### Document segment

Chapman engaged in protected activities on the morning of October 21, 2013, when he asked Streett if labor and management could meet to discuss the “call out” list issue.  It was not necessary for Chapman to hold a union office to participate in protected union activity.  His advocacy and request clearly placed the issue within the collective bargaining context.  Minutes later, Chapman and Tharaldsen were involved in a discussion over the issue in the crew room with Ty Parker in Streett’s presence.

 

The complainant also asserts that on October 28, 2013, Chapman was engaged in protected activities when he and Ty Parker exchanged words over whether linemen should be required to take “call outs” 50 percent of the time.  On the one hand, Chapman’s comment was simply a retort to a statement he disagreed with.  However, because Ty Parker had raised the issue of “cherry picking” “call outs” previously, this exchange was an extension of Chapman’s ongoing protected activity.

 

B.  Chapman was deprived of his employment

As part of its prima facie case, the complainant must prove that Chapman was deprived of some ascertainable right, benefit, or status.  Chapman was terminated from employment.  In City of Brier, Decision 10013-A (PECB, 2009), the Commission determined that a probationary employee’s termination met this element of his prima facie case even though the probationary employee could be terminated “at-will” and without cause, as is the case here.

 

C.  A causal connection exists between the exercise of protected activities and the termination

Finally, the complainant must show a causal connection between Chapman’s advocacy for a “call out” system and his termination.

######
### Information supplied

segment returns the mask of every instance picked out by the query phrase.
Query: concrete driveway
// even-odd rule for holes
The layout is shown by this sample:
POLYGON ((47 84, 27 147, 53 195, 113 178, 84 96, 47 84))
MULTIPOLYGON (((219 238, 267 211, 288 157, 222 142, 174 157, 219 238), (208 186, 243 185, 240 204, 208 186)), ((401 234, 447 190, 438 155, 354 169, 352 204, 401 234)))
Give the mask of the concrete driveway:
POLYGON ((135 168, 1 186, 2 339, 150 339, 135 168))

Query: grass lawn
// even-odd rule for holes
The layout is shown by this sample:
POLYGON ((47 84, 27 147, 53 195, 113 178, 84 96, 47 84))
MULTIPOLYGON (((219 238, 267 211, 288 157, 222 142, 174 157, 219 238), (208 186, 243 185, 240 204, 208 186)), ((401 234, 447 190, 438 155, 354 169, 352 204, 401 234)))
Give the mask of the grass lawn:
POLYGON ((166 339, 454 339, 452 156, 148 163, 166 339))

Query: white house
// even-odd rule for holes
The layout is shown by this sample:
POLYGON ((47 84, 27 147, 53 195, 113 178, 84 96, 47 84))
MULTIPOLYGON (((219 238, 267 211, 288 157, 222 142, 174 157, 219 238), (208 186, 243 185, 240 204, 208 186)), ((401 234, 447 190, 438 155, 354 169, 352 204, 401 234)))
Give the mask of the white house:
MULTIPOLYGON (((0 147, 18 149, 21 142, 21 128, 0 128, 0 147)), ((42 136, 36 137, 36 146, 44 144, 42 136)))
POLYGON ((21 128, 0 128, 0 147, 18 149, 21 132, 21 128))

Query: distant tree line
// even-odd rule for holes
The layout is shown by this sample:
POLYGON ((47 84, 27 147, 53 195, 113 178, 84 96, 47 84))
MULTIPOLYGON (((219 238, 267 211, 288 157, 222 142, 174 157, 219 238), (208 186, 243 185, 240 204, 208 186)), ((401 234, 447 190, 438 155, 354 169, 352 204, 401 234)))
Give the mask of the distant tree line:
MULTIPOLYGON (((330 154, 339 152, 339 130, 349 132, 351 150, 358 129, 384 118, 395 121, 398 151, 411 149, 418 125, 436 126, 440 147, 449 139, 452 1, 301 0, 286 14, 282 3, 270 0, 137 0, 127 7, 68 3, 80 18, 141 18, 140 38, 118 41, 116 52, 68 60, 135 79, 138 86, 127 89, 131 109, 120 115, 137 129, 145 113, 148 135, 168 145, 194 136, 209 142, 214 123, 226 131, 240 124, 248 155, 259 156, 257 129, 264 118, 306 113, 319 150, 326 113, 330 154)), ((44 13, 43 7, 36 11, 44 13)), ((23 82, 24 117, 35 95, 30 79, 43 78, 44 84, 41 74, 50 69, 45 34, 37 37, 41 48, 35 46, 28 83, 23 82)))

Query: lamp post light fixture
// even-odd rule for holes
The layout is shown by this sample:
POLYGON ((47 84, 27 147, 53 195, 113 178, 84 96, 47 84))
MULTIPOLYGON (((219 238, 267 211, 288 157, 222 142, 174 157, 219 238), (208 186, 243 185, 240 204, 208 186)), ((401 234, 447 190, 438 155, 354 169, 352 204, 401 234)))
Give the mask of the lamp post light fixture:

######

**What is required:**
Write the next part of the text on Chapman's termination, picking up after its final sentence. None of the records are needed for this work.

**Output:**
 

Chapman caused the employer to become aware of his union activity in September and October 2013.  Chapman raised the disagreement over the “call out” issue with his supervisor and foreman, and on October 21, 2013, Chapman asked Streett to hold a labor management meeting to resolve the disagreement.  Streett agreed, proving that the employer recognized the “call out” list issue as a CBA issue.  Ty Parker and Streett were also in the crew room on October 21, 2013, when Chapman and Tharaldsen advocated for the “call out” list to be used one way while Ty Parker asserted that it be used in another.

 

The close timing of Chapman’s protected union activity on October 21 and 28, 2013; the decision to terminate him on October 28, 2013; and his termination on October 29, 2013, provides a basis for a causal connection.  Kennewick School District, Decision 5632-A (PECB, 1996).  Therefore, the complainant established a prima facie case of discrimination.

 

II.  JPUD Articulated Non-Discriminatory Reasons for the Termination

Since the complainant established a prima facie case, the burden of production shifts to the employer who need only articulate a non‑discriminatory reason for its actions.  The employer presented evidence and testimony that Chapman was terminated during his probationary period in a lead position for his below-standard performance and his poor relationship with Ty Parker.  Unsatisfactory performance is a legitimate business reason for termination.  Thus, the burden shifts back to the complainant.

III.  Chapman Did Not Prove Pretext or Union Animus Was a Substantial Motivating Factor

The complainant’s ultimate burden is to show that the employer’s reasons were pretextual or that union animus was a substantial motivating factor behind the employer’s actions.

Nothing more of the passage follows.